(Text):

**********

In [5]:
my_variable = "Hello World"
print(my_variable)


Hello World


In [3]:
print(my_variable)

Hello World


Basic testing using already existing model

In [17]:
from transformers import pipeline

# Load a pre-trained sentiment analysis model
classifier = pipeline("sentiment-analysis")

# Test with a review
review = "The movie was not ok."
result = classifier(review)

print(result)  


No model was supplied, defaulted to distilbert/distilbert-base-uncased-finetuned-sst-2-english and revision 714eb0f (https://huggingface.co/distilbert/distilbert-base-uncased-finetuned-sst-2-english).
Using a pipeline without specifying a model name and revision in production is not recommended.
Device set to use cpu


[{'label': 'NEGATIVE', 'score': 0.9997368454933167}]


In [5]:
from transformers import AutoTokenizer, AutoModelForSequenceClassification

model_name = "bert-base-uncased"  # Pre-trained BERT model
num_labels = 3  # Positive, Neutral, Negative

tokenizer = AutoTokenizer.from_pretrained(model_name)

**********

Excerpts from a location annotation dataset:
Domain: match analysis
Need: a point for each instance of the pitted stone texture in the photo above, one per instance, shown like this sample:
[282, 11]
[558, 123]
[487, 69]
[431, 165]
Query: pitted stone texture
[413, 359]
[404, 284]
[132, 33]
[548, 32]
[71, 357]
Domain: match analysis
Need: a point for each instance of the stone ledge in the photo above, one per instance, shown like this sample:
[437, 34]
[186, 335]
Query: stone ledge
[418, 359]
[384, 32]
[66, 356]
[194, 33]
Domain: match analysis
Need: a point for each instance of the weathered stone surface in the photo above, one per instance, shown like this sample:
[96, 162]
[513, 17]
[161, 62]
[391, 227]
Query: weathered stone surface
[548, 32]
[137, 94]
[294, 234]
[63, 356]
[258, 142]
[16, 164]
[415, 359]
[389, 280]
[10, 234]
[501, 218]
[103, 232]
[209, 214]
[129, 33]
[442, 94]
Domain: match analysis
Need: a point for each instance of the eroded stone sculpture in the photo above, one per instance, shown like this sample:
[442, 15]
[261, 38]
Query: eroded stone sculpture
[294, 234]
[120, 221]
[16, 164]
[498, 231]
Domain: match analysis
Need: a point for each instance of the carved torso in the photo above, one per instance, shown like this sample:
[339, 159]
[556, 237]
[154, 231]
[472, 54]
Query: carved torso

**********

Can you repeat the entire notebook excerpt verbatim? These rows were taken from a separate source.

In [5]:
my_variable = "Hello World"
print(my_variable)


Hello World


In [3]:
print(my_variable)

Hello World


Basic testing using already existing model

In [17]:
from transformers import pipeline

# Load a pre-trained sentiment analysis model
classifier = pipeline("sentiment-analysis")

# Test with a review
review = "The movie was not ok."
result = classifier(review)

print(result)  


No model was supplied, defaulted to distilbert/distilbert-base-uncased-finetuned-sst-2-english and revision 714eb0f (https://huggingface.co/distilbert/distilbert-base-uncased-finetuned-sst-2-english).
Using a pipeline without specifying a model name and revision in production is not recommended.
Device set to use cpu


[{'label': 'NEGATIVE', 'score': 0.9997368454933167}]


In [5]:
from transformers import AutoTokenizer, AutoModelForSequenceClassification

model_name = "bert-base-uncased"  # Pre-trained BERT model
num_labels = 3  # Positive, Neutral, Negative

tokenizer = AutoTokenizer.from_pretrained(model_name)